TASK INSTRUCTIONS
Gather every line in the items below that contains the word "green", matching case exactly.

(Collection entries)
▼

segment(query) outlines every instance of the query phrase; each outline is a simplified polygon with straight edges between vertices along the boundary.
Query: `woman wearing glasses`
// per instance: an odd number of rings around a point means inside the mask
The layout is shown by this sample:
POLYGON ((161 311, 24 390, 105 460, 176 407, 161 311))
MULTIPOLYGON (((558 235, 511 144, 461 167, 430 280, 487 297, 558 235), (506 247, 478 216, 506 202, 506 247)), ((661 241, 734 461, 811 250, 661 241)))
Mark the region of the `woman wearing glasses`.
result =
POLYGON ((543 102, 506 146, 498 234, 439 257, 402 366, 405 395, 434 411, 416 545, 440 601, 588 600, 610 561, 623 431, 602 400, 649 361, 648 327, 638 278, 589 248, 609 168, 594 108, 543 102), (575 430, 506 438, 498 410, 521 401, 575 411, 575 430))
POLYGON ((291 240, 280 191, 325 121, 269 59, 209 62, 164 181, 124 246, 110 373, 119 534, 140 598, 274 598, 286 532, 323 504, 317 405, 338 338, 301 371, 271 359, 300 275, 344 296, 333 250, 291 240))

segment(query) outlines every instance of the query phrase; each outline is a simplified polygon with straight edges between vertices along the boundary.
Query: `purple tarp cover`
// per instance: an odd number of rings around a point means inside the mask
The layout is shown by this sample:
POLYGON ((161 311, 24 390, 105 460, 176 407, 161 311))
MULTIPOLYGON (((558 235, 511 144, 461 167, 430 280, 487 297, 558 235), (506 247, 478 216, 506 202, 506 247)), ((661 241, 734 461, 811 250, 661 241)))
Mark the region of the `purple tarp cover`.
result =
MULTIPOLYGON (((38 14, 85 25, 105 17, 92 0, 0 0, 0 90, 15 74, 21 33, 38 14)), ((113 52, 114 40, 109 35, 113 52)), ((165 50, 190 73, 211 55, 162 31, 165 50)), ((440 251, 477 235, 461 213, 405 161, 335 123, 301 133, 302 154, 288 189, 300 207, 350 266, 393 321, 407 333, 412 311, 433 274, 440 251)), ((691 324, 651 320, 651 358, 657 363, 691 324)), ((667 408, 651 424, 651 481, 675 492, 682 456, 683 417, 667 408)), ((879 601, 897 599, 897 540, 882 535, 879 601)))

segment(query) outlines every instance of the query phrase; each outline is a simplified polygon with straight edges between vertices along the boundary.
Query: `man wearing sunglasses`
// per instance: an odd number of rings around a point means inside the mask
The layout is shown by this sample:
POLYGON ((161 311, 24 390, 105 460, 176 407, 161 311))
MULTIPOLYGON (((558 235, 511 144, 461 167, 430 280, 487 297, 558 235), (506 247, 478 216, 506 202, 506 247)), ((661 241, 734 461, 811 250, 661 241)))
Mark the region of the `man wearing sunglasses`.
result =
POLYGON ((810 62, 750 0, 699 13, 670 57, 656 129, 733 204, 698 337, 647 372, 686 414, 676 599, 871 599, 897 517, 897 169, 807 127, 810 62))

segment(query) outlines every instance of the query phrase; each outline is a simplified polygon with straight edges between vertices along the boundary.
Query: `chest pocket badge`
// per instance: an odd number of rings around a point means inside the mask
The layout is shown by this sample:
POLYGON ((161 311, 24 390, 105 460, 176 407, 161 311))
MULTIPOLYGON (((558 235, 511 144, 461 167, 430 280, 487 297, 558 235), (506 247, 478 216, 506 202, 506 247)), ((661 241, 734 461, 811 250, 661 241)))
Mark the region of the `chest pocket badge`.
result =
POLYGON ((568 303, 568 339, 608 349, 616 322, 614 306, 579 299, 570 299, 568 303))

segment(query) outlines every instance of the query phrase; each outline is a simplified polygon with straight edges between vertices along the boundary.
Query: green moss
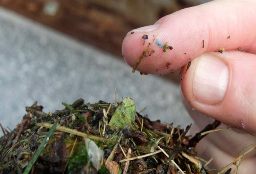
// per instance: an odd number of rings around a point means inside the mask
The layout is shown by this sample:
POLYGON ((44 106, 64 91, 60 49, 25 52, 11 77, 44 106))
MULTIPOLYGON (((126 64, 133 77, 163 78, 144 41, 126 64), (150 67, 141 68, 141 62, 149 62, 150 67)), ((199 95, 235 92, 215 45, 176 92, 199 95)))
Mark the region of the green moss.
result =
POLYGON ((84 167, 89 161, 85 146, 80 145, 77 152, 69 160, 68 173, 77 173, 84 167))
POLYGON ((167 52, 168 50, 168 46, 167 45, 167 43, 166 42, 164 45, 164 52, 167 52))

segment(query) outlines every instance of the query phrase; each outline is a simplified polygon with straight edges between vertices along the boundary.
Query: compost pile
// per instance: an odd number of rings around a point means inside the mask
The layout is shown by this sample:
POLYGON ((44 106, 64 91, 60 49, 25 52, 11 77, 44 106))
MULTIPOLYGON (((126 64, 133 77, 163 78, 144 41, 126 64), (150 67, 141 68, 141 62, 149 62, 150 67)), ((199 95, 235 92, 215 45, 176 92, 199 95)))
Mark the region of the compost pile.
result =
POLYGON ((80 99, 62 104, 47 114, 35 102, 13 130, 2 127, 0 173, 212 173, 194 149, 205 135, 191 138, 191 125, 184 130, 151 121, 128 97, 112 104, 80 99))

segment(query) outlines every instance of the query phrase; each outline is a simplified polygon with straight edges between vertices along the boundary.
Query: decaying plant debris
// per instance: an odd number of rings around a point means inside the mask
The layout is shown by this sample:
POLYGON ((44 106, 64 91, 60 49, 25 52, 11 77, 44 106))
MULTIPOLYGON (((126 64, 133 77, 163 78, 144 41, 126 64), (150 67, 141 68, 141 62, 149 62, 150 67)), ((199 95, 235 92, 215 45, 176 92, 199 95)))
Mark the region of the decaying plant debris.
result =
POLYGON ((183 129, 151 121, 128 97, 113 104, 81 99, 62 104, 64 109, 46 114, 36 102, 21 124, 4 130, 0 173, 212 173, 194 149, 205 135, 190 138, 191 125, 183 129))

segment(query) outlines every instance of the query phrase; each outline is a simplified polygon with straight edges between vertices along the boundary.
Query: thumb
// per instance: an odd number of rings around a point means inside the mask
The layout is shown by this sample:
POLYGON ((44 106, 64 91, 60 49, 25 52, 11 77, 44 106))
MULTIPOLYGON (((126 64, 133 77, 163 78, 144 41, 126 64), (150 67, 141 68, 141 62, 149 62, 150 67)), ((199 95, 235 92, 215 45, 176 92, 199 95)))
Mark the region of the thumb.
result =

▲
▼

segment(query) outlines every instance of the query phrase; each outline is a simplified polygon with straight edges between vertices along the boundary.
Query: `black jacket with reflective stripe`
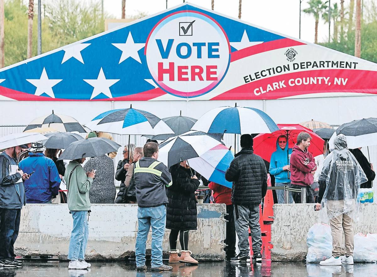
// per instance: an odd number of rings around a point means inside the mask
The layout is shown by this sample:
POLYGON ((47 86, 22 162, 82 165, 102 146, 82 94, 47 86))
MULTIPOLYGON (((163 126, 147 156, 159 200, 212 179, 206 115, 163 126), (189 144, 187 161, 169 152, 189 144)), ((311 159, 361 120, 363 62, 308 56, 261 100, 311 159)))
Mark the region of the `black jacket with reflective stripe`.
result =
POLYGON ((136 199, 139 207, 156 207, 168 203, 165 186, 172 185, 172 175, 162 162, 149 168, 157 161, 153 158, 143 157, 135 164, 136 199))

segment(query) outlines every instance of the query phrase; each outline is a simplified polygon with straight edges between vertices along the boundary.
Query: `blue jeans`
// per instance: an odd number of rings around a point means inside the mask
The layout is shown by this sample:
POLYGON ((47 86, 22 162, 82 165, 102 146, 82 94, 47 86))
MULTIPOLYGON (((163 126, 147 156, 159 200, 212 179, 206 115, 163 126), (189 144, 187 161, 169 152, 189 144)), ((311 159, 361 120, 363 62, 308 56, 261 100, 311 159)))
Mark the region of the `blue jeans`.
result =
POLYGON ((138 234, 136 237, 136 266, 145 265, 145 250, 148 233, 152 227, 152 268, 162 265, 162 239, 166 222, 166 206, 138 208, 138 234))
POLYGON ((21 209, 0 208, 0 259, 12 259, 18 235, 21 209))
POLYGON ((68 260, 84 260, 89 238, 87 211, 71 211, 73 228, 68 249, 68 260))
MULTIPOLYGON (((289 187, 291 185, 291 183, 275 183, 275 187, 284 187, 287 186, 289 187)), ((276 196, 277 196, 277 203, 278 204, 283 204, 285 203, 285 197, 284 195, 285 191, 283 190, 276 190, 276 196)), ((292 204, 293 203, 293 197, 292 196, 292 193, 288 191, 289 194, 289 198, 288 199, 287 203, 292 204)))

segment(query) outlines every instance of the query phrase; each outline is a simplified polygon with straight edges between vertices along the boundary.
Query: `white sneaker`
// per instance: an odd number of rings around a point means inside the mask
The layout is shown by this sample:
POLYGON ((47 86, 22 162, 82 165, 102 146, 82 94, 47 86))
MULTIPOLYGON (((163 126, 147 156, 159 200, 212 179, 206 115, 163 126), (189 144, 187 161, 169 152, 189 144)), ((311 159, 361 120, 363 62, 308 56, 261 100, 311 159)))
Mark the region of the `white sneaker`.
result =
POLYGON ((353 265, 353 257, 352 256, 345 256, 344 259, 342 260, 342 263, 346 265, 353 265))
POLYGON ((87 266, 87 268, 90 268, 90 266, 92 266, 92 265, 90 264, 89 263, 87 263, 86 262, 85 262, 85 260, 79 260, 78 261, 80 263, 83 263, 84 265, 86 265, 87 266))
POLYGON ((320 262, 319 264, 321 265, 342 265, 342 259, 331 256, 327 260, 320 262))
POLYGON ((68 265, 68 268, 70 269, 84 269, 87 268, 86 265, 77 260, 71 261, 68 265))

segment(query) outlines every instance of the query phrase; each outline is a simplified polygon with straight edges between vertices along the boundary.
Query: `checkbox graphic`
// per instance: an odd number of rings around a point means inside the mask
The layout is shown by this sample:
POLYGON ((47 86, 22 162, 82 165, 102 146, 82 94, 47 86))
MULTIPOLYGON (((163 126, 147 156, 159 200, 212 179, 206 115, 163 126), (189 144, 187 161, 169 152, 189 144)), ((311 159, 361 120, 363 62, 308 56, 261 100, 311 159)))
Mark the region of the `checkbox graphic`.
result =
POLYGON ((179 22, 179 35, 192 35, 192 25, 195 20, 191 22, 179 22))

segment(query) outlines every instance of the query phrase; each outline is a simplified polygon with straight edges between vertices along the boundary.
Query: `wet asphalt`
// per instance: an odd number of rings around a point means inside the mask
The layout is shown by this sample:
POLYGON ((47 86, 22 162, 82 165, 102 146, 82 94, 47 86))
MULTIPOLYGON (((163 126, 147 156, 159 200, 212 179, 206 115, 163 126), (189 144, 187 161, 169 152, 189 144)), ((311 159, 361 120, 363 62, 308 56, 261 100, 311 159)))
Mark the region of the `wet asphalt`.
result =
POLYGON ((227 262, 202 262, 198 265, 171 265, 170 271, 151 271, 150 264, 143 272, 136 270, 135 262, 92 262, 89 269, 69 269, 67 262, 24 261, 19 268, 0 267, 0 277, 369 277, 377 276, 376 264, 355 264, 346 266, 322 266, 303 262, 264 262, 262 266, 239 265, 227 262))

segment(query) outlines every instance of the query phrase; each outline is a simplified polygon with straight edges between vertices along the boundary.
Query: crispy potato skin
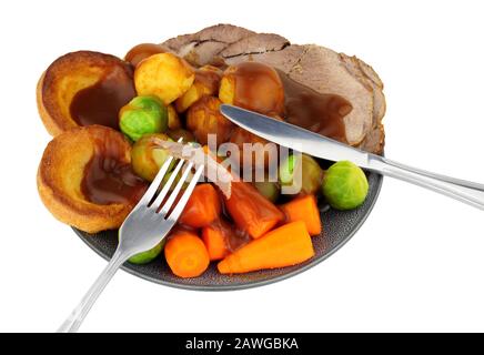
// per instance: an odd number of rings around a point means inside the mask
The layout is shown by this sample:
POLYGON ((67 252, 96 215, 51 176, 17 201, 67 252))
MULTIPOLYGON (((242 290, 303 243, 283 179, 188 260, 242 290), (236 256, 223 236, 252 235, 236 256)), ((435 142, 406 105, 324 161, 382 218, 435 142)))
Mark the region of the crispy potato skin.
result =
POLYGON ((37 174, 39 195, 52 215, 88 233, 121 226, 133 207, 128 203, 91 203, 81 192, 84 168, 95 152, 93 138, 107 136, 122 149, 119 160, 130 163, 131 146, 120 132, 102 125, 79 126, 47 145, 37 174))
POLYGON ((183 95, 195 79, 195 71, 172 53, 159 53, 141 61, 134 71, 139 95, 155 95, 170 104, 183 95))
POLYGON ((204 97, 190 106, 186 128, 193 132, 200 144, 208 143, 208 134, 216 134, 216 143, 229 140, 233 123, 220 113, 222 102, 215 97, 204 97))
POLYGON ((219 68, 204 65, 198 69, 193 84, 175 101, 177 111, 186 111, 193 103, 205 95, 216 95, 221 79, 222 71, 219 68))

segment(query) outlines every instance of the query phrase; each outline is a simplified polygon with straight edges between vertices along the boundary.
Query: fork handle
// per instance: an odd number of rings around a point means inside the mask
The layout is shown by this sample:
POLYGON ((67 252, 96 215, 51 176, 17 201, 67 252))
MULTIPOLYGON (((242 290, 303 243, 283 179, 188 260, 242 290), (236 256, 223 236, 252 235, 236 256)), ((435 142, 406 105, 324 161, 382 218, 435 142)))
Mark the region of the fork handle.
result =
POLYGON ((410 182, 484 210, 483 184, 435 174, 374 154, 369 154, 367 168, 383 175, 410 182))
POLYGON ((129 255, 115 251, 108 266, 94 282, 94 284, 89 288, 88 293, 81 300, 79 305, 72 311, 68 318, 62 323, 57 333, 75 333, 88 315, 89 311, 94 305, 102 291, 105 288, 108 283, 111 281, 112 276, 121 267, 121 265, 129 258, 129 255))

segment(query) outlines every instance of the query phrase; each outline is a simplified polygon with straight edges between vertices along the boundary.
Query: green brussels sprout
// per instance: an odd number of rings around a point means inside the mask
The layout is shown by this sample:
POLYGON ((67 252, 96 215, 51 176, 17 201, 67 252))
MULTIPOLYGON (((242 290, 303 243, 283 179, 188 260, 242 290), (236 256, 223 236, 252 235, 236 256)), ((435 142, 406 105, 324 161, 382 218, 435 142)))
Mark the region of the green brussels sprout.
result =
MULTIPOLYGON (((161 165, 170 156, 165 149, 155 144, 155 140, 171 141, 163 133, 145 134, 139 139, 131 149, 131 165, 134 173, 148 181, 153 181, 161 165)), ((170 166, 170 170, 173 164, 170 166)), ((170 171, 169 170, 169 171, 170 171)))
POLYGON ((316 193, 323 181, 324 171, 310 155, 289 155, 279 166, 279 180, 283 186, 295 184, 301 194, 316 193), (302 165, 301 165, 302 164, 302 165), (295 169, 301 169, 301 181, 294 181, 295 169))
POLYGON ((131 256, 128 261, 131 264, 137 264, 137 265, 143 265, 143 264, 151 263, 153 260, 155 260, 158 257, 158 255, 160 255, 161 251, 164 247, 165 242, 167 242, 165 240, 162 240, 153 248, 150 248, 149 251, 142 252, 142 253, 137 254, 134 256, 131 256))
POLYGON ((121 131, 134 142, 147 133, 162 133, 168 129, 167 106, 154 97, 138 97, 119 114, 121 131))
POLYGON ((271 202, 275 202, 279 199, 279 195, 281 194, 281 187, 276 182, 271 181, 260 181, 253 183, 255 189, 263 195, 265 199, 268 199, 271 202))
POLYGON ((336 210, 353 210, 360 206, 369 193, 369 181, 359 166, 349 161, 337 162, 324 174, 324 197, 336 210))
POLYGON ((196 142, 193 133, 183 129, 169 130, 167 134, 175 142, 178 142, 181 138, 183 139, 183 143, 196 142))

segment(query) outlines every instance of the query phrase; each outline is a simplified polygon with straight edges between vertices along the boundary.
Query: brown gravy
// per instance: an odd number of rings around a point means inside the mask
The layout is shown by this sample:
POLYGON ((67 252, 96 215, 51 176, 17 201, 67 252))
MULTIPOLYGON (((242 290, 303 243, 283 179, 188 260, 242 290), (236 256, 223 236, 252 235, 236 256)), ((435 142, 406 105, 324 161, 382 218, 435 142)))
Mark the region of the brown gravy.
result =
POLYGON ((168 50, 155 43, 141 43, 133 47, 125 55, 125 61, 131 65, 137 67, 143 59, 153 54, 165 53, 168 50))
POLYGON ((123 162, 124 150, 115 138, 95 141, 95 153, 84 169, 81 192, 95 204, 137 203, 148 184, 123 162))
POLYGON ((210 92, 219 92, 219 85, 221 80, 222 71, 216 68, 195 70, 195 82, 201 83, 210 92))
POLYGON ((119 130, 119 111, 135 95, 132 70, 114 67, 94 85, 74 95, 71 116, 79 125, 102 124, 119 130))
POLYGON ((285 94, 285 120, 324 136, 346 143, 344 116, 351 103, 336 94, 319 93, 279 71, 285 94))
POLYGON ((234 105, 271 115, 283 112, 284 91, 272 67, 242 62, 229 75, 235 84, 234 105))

▲

FULL ANSWER
Query: green moss
Mark the region of the green moss.
Query: green brussels sprout
Mark the region of the green brussels sprout.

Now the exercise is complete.